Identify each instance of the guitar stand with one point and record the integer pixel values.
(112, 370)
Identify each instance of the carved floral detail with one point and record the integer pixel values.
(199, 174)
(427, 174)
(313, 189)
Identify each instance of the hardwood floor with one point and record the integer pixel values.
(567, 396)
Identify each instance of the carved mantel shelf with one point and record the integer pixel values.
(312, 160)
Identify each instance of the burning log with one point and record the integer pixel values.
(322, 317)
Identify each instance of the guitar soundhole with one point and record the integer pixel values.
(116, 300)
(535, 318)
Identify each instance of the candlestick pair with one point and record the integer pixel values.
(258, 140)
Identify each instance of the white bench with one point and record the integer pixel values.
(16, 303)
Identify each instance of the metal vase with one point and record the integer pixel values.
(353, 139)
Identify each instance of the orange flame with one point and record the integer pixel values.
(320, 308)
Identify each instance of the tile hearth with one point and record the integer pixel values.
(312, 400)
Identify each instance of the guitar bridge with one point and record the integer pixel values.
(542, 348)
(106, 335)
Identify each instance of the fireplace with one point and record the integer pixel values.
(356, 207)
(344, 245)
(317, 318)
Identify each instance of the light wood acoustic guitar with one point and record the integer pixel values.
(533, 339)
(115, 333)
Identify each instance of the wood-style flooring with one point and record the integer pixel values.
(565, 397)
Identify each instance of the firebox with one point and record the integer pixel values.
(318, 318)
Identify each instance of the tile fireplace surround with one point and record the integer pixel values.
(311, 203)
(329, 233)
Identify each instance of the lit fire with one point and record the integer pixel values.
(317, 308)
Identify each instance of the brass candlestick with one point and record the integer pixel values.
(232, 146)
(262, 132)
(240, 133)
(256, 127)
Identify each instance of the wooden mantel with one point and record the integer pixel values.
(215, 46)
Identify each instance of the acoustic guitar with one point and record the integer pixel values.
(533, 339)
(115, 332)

==================================================

Please recast the data as a Markdown table with the columns Row and Line, covering only the span from the line with "Identify each instance of the acoustic" through the last line of the data. Skip any blank lines.

_SOLVED EXERCISE_:
| Row | Line |
|---|---|
| 1 | Identify each instance of the acoustic guitar with one point and record the integer pixel values. |
| 2 | (533, 339) |
| 3 | (115, 332) |